PROVIDED DATA:
- - - - - - -
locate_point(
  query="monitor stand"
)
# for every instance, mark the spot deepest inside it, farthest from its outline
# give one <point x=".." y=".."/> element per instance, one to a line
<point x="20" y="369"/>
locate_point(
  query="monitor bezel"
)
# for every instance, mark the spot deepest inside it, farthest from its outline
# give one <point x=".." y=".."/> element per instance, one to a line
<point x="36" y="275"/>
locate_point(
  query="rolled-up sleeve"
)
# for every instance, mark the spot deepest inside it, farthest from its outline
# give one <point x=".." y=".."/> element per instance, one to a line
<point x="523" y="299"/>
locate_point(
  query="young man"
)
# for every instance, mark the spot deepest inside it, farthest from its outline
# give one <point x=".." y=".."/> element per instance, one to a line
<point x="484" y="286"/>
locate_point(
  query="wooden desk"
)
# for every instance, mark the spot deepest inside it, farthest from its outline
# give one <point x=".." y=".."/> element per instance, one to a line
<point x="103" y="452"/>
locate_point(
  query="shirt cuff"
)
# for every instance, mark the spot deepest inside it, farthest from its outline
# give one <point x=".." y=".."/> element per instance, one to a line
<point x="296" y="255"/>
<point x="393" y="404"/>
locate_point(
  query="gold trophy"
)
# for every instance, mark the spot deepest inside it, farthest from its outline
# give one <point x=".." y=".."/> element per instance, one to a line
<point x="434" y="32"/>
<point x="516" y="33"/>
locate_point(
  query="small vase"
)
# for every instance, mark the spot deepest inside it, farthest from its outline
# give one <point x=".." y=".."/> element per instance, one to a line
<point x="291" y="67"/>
- - - - - - -
PROBLEM TO WORK ON: Set down all of the lines above once more, reproducing each one character for character and in the same order.

SOLVED EXERCISE:
locate_point(
  query="monitor stand"
)
# for every instance, mark the spot deepest inside it, farthest from its outline
# give one <point x=".." y=".."/> element per instance, one to a line
<point x="20" y="369"/>
locate_point(
  query="monitor bezel"
)
# for every instance, mark the spot deepest inside it, farthest from its outline
# give one <point x=".." y=".."/> element per instance, one to a line
<point x="36" y="275"/>
locate_point(
  query="rolled-up sleeve"
)
# for every instance, mark the spot deepest inside it, farthest from its outline
# give one <point x=".." y=".."/> element per instance, one to a line
<point x="523" y="299"/>
locate_point(
  query="young man"
)
# for every instance, mark the spot deepest inside it, farthest from its outline
# give one <point x=".." y=".."/> element per instance, one to a line
<point x="484" y="286"/>
locate_point(
  query="wooden desk"
)
# for every instance, mark the spot deepest inside it, farthest from its outline
# give one <point x=".." y=".."/> element per instance, one to a line
<point x="103" y="452"/>
locate_point(
  query="shirt cuff"
)
# for every instance, mark the spot deepest inside it, farthest from its outline
# give one <point x=".." y=".."/> element per instance, one to a line
<point x="296" y="255"/>
<point x="393" y="404"/>
locate_point(
  query="gold trophy"
)
# for every instance, mark the spot deepest inside it, farthest from its outline
# give one <point x=".." y=".."/> element per instance, one to a line
<point x="434" y="32"/>
<point x="516" y="33"/>
locate_point(
  query="small vase"
)
# for every instance, mark the spot deepest inside it, farthest from its outline
# give one <point x=".." y=".."/> element per instance, one to a line
<point x="291" y="67"/>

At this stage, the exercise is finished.